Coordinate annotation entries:
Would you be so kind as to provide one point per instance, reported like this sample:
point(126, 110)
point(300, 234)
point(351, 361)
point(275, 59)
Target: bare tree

* [Directions for this task] Write out every item above line for line, without changing a single word or number.

* [Complete answer]
Would you be so kind as to provide one point per instance, reported like this sample:
point(126, 110)
point(300, 234)
point(351, 361)
point(275, 59)
Target: bare tree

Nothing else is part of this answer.